#### WHAT IS REQUIRED:
From the line with "Locate the gray" down to the final line of the material below, quote every line exactly and leave out all lines before it.

AVAILABLE DATA section start

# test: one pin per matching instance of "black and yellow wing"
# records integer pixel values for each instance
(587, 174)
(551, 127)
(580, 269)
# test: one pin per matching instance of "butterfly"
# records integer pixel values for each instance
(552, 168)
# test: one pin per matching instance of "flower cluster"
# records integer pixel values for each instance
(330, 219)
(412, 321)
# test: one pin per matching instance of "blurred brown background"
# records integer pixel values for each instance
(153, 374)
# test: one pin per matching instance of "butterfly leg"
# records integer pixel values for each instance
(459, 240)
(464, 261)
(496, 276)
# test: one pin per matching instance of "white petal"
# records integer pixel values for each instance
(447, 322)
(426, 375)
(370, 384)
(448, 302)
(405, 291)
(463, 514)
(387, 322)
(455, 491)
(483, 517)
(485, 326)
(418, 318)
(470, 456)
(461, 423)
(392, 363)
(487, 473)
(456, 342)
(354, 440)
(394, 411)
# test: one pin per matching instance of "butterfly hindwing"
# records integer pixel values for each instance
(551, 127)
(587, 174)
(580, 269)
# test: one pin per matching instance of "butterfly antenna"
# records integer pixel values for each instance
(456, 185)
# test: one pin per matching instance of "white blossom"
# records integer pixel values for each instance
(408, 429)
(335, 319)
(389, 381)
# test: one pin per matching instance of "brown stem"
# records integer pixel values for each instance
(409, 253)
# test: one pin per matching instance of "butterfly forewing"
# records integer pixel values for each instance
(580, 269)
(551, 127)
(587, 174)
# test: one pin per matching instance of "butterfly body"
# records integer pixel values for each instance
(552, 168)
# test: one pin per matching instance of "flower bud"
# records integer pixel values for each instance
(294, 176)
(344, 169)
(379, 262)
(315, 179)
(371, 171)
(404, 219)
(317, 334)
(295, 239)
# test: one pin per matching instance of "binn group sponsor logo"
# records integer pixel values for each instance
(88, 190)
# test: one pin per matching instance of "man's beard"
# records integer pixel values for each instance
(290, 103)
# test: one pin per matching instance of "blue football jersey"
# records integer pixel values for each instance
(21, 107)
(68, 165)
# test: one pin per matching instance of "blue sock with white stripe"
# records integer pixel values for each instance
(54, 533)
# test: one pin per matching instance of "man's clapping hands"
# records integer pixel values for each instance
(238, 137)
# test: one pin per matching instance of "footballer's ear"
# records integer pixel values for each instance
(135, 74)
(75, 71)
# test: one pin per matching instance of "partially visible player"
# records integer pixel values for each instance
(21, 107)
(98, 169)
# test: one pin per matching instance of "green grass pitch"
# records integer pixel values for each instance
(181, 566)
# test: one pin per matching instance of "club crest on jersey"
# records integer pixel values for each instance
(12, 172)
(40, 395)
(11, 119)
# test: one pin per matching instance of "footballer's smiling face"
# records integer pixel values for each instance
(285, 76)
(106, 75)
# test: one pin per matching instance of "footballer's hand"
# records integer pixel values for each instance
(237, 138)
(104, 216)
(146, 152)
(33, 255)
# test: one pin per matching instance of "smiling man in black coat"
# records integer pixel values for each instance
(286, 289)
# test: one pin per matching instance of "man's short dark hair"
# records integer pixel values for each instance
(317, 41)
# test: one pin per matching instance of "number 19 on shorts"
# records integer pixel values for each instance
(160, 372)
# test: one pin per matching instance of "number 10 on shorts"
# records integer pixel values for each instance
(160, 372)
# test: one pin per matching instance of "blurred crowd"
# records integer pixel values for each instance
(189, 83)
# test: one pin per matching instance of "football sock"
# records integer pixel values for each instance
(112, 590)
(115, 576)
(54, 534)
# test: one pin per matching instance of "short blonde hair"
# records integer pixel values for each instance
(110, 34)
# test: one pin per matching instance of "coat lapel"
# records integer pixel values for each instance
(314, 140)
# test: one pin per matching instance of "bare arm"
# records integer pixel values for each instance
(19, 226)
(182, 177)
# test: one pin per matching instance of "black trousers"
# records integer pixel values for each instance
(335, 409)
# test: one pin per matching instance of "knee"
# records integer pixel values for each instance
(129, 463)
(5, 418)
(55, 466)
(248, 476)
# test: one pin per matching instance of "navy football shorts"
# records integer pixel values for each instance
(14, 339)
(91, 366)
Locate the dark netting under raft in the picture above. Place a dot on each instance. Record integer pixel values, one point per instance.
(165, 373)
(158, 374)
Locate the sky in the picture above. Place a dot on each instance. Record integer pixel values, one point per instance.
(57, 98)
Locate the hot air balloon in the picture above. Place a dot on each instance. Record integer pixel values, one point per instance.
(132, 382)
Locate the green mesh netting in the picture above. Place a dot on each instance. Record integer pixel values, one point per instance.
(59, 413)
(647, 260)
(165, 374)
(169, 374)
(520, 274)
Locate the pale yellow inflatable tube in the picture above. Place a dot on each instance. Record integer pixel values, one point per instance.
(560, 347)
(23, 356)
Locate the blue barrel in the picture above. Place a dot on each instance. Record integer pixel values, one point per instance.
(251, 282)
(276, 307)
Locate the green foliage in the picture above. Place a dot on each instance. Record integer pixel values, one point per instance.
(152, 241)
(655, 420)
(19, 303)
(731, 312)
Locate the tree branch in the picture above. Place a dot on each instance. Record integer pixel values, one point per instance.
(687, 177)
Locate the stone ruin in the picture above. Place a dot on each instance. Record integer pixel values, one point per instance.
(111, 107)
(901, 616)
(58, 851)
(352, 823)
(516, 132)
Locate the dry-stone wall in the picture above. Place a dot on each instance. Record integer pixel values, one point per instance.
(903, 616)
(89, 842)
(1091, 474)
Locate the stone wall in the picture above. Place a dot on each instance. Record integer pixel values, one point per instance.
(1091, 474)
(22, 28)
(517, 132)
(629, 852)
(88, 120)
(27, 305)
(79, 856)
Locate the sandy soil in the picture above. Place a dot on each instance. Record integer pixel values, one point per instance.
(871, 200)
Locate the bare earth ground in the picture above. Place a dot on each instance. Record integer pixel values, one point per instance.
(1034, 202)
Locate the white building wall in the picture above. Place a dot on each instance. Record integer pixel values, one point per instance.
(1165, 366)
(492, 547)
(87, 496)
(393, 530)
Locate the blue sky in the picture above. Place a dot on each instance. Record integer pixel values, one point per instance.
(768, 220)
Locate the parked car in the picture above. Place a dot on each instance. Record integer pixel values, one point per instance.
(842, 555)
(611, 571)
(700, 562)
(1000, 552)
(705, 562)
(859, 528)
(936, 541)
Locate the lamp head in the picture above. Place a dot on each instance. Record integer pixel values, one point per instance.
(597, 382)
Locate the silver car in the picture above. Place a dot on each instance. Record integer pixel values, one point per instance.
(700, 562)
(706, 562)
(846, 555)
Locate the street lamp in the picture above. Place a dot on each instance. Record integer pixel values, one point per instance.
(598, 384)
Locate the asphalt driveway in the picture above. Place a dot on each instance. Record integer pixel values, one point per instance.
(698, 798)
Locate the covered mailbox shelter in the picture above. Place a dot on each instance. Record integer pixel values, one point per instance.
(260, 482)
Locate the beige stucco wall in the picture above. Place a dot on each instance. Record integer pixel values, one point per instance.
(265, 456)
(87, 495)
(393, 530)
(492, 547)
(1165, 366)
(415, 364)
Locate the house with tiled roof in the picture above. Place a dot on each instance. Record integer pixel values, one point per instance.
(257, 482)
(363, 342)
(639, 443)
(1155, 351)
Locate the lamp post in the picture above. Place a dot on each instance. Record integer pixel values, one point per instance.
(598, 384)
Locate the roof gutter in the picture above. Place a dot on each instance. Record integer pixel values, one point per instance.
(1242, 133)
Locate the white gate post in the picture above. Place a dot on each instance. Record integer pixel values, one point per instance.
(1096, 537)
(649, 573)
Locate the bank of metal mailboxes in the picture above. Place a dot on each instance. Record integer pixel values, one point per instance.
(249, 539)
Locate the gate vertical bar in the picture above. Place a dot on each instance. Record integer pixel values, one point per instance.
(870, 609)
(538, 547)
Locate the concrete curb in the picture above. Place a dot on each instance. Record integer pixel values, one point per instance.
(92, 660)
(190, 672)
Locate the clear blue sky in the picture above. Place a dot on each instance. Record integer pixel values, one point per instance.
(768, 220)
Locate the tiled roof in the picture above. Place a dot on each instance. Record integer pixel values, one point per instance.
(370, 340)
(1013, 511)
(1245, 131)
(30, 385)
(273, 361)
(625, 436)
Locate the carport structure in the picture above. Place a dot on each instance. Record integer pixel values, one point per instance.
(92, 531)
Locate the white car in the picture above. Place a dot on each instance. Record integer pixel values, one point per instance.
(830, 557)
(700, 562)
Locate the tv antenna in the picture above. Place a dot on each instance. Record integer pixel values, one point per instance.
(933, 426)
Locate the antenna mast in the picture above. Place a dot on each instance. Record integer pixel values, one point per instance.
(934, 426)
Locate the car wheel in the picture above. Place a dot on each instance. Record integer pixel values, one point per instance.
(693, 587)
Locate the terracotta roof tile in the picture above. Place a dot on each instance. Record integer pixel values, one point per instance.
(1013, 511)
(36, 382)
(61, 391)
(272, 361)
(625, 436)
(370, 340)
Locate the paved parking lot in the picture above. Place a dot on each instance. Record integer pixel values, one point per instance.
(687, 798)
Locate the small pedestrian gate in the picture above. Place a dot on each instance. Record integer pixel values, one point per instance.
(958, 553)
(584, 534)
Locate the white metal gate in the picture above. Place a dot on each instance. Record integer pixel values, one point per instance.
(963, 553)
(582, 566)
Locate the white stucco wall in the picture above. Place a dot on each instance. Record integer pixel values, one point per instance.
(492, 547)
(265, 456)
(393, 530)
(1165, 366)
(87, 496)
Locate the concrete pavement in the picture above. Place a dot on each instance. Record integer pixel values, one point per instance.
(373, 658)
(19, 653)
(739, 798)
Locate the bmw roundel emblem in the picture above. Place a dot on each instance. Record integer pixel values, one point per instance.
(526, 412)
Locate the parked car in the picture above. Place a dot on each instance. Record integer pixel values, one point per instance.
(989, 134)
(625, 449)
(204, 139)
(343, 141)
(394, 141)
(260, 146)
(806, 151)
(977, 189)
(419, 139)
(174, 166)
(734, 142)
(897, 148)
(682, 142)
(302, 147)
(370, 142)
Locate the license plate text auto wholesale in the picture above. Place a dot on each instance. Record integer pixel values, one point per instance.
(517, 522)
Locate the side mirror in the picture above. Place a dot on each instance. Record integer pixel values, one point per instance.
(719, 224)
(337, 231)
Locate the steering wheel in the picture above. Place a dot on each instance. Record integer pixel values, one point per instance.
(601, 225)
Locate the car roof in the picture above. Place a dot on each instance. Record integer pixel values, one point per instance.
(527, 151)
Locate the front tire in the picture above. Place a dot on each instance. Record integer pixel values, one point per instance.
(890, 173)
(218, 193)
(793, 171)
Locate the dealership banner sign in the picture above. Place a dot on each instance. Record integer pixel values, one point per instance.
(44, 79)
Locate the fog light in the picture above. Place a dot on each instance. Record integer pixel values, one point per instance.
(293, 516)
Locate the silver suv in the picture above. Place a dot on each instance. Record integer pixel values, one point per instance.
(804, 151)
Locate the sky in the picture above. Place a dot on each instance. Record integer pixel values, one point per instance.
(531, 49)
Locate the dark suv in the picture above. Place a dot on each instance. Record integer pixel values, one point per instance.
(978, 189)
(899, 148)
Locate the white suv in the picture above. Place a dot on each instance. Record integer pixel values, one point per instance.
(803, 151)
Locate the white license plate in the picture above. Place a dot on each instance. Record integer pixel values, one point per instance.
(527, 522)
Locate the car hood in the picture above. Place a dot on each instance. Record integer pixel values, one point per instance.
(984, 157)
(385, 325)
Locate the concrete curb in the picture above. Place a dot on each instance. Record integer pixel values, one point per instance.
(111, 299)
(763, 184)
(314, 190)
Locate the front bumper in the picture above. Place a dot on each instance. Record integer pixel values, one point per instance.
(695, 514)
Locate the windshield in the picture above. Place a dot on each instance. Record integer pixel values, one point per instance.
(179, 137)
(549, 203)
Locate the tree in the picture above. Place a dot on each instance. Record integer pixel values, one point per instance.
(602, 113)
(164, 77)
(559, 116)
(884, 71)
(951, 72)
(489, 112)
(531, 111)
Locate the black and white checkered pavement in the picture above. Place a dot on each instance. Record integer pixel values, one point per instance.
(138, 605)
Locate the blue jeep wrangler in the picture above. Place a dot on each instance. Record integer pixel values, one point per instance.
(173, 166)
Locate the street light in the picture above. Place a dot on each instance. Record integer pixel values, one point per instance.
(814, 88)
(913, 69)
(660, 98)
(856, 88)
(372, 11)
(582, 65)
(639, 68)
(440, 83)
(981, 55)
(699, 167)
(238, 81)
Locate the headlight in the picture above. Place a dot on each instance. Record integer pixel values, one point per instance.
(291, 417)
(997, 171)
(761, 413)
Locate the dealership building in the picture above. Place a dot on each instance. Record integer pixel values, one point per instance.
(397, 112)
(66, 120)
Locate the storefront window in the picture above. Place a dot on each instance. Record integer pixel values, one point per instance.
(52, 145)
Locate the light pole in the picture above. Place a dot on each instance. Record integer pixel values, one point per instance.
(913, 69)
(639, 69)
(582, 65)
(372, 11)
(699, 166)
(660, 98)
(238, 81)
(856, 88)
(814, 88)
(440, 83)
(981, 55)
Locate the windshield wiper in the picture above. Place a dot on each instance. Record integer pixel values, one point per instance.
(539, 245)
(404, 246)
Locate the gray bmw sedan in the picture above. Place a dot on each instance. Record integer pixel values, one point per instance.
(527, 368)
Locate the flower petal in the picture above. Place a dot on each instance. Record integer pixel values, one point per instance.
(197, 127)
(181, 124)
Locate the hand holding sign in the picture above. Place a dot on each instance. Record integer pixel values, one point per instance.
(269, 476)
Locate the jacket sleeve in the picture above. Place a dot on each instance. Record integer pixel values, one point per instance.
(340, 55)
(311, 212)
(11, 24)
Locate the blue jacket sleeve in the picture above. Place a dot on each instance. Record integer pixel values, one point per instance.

AVAILABLE DATA section end

#### ANSWER AREA:
Locate the gray bmw sedan in the picture above. Place a dot on each instance. Record integer pixel values, one point per instance.
(527, 368)
Locate the flower petal in the picture above. Place a dot on each instance. Record integer pixel values, one point per instance.
(197, 127)
(181, 124)
Locate the hand holding sign in the picture above. Place a dot on each instance. Record integer pixel values, one point per instance.
(269, 476)
Locate the jacket sleeve in the picture above. Place a dot on each instance. Record integer pixel values, one point per instance.
(340, 55)
(311, 212)
(11, 24)
Locate the blue jacket sleeve in the picture above. Place a dot on each instance. Record integer pixel values, one point per instance.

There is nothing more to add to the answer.